WORK REQUIRED
Below is a listing to repeat exactly, with its pictures left out.

RECORDS FOR THE TASK
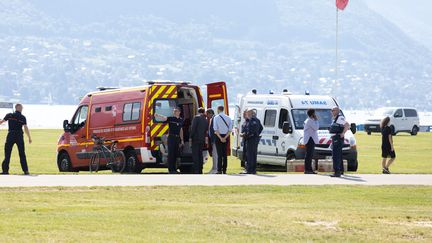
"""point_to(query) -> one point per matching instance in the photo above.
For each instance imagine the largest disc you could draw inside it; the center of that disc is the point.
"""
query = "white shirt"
(310, 130)
(219, 123)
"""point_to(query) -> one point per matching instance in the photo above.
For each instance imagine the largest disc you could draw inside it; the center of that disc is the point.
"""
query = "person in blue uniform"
(243, 133)
(253, 132)
(16, 122)
(175, 138)
(338, 129)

EXPECTED ANSWER
"""point_to(query) -> one point per matching instance in the photo above.
For each instance imagine the largest disc you could draw inside it; the center of that disc is the point.
"""
query = "white shirt"
(310, 130)
(219, 123)
"""point_to(query) -> one point per matching instance in the photo above.
For each instance imagine the largest disc you could draw inside it; the center of that disc is the point.
"""
query = "person in blue uniform"
(243, 133)
(253, 132)
(16, 122)
(175, 138)
(338, 129)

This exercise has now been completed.